#### [WHAT YOU SHOULD DO]
Lay out the entries as a Markdown table with the columns "Index" and "Entry text", starting at the line that contains "painted shape on" and ending at the last line of the entries. Number each line in the Index column and leave out blank lines.

#### [INFORMATION GIVEN]
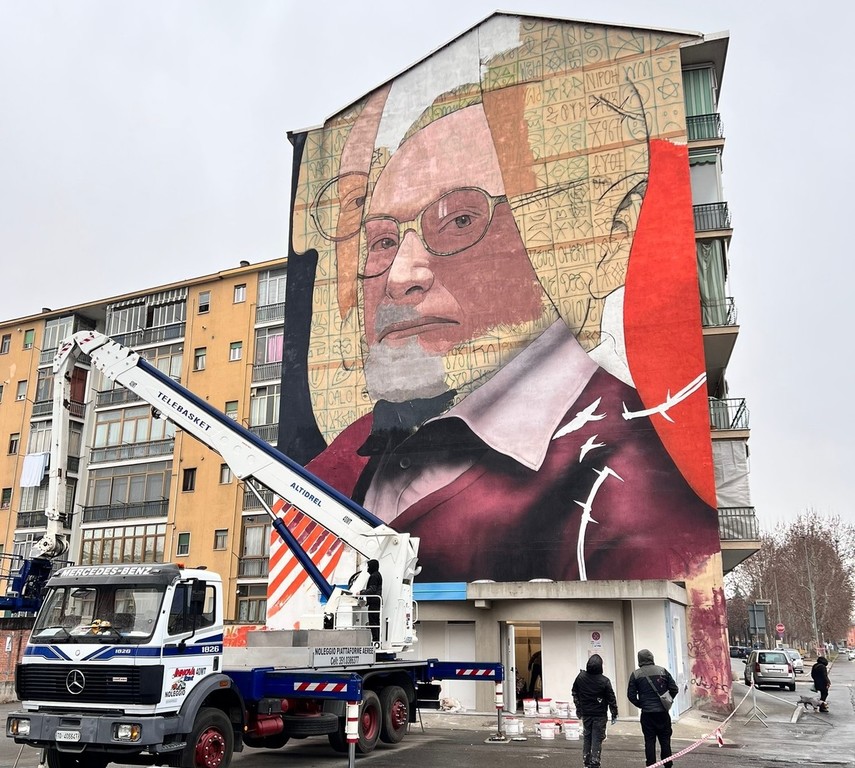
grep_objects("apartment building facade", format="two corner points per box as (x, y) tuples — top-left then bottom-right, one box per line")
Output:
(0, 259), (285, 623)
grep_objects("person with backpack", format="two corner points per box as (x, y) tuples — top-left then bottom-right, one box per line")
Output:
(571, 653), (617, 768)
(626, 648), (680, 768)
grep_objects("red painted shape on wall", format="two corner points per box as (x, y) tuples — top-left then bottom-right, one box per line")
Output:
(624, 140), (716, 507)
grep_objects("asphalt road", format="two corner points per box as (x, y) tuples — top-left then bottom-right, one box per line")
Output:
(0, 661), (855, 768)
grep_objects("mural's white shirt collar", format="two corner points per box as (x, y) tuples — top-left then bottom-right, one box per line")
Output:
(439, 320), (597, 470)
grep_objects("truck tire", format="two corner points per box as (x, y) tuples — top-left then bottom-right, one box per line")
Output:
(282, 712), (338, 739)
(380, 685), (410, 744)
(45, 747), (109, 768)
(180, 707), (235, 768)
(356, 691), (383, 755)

#### [THE ANSWER]
| Index | Entry text |
|---|---|
| 1 | grep_objects("red painted shape on wall", format="two corner points per box as (x, y) tuples — top-left then bottom-right, one box per line") |
| 2 | Output: |
| 3 | (624, 140), (716, 507) |
| 4 | grep_objects("asphalt road", format="two corner points per box as (x, y) tuples — top-left then bottom-right, one box per line") |
| 5 | Output: |
| 6 | (0, 661), (855, 768) |
| 7 | grep_objects("mural's white shirt collar", format="two corner points per box as (x, y) tuples — top-left then bottom-right, one box per line") |
| 8 | Output: |
| 9 | (439, 320), (597, 470) |
| 10 | grep_objects("truck tire", format="two corner points per box as (x, y) tuples — top-left then bottom-right, one box per line") |
| 11 | Output: |
| 12 | (282, 712), (338, 739) |
| 13 | (380, 685), (410, 744) |
| 14 | (45, 747), (109, 768) |
| 15 | (180, 707), (235, 768) |
| 16 | (356, 691), (383, 755) |